RECORDS FOR THIS EXERCISE -
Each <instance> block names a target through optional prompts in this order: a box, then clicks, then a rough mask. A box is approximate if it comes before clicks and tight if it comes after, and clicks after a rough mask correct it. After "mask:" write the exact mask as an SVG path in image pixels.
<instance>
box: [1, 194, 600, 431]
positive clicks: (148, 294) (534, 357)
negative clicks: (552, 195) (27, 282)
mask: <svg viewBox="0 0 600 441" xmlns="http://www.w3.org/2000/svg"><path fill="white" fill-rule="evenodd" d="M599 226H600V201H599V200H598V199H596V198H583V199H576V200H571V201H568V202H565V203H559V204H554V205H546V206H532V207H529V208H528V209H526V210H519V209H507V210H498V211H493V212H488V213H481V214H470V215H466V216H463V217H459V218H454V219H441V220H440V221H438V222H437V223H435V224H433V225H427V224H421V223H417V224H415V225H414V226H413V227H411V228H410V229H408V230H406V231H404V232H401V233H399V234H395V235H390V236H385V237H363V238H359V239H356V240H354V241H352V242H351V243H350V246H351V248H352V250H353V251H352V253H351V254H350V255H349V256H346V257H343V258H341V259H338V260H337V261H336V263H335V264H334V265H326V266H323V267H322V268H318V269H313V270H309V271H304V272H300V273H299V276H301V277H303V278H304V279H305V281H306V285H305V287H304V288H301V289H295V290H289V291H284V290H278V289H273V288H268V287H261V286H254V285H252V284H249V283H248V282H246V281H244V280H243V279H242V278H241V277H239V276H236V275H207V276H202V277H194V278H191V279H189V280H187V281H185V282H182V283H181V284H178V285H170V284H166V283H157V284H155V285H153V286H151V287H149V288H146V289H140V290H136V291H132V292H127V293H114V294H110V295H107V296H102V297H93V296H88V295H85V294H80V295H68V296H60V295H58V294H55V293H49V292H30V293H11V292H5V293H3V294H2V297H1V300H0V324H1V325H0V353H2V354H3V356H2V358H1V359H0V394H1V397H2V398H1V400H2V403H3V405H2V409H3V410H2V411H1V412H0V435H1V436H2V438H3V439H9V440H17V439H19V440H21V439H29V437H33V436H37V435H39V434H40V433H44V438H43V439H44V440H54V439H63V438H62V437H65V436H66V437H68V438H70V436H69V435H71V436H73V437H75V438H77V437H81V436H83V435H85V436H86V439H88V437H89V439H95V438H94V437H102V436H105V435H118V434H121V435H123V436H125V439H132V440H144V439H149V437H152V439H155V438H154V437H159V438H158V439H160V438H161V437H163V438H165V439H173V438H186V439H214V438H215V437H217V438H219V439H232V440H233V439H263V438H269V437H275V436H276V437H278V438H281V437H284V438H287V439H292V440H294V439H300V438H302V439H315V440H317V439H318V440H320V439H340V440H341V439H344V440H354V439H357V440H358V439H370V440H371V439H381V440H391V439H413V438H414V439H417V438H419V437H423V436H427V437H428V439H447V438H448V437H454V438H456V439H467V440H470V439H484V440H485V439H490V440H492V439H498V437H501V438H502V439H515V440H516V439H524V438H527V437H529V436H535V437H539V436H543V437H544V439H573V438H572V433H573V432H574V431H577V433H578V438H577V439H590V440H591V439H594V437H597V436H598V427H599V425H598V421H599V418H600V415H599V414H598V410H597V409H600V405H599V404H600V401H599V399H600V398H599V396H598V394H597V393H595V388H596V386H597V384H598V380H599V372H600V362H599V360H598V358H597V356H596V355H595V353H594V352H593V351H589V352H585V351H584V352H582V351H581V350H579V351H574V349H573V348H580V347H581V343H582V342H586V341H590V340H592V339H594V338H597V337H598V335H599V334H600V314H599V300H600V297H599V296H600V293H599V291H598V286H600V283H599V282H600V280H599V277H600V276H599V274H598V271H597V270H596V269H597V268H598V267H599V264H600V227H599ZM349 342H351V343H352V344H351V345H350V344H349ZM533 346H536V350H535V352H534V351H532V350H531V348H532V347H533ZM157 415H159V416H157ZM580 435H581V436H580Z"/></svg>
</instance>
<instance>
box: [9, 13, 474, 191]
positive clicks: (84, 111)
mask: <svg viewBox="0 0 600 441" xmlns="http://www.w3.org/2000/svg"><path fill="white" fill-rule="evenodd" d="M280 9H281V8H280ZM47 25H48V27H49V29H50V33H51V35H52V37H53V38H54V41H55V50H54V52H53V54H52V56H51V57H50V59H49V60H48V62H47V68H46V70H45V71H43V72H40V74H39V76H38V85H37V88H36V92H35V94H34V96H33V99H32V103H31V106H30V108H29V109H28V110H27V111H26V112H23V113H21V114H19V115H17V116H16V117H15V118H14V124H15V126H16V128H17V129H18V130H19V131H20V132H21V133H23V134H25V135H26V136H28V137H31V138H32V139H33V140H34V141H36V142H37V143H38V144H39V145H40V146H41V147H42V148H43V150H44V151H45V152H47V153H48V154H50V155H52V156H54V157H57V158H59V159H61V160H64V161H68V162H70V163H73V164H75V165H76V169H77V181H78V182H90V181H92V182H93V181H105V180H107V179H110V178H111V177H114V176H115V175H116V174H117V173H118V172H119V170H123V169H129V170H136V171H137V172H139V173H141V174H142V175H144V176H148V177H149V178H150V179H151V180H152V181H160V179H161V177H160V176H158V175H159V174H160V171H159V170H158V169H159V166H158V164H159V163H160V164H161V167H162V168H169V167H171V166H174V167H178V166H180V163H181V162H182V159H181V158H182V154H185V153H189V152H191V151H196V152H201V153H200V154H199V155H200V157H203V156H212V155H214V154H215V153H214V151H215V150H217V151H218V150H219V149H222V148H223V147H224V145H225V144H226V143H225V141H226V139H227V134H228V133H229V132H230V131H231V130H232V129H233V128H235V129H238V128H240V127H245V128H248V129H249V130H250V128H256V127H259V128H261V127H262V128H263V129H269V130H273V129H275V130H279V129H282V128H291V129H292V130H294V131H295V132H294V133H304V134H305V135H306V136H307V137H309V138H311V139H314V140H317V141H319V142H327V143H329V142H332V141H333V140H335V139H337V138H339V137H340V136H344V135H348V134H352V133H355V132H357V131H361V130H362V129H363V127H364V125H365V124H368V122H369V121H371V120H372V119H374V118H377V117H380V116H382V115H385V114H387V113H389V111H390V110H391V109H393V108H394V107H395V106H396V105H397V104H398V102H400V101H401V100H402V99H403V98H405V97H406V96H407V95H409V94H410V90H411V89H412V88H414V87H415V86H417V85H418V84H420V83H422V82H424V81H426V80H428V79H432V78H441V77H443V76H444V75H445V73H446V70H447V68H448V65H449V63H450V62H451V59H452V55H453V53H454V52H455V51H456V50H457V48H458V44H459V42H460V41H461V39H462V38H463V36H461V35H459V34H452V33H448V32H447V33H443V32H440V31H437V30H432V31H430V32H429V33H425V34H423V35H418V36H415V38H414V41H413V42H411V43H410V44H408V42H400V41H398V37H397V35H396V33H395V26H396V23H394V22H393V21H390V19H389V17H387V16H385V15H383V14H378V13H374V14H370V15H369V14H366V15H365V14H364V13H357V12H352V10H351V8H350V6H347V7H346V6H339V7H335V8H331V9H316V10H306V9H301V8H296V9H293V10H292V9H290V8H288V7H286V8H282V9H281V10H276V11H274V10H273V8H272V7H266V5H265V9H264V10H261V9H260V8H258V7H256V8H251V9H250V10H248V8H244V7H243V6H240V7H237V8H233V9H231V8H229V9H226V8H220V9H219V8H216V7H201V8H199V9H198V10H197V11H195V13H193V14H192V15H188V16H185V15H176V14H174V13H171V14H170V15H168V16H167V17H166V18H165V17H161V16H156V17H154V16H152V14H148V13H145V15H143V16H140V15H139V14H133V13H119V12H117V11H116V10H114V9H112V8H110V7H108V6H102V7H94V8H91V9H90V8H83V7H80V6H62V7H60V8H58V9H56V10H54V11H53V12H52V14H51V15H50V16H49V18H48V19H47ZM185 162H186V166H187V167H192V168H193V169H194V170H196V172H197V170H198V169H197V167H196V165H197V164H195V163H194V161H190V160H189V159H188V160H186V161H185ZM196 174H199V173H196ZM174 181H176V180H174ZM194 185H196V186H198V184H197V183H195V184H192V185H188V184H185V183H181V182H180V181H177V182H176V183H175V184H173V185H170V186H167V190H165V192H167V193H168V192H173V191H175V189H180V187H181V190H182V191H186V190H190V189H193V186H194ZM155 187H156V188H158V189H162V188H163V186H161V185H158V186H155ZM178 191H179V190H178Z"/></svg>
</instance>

TASK TO COMPLETE - Check each line of the listing above for the string "clicks" and return those that contain it.

ANSWER SECTION -
Each <instance> block names a target through optional prompts in this order: a box, then clicks, then a rough mask. A box is approximate if it comes before clicks and tight if it comes after, and clicks after a rough mask correct it. After "mask:" write the exact mask as an SVG path in image pixels.
positive clicks: (148, 294) (534, 357)
negative clicks: (552, 195) (27, 282)
positive clicks: (84, 111)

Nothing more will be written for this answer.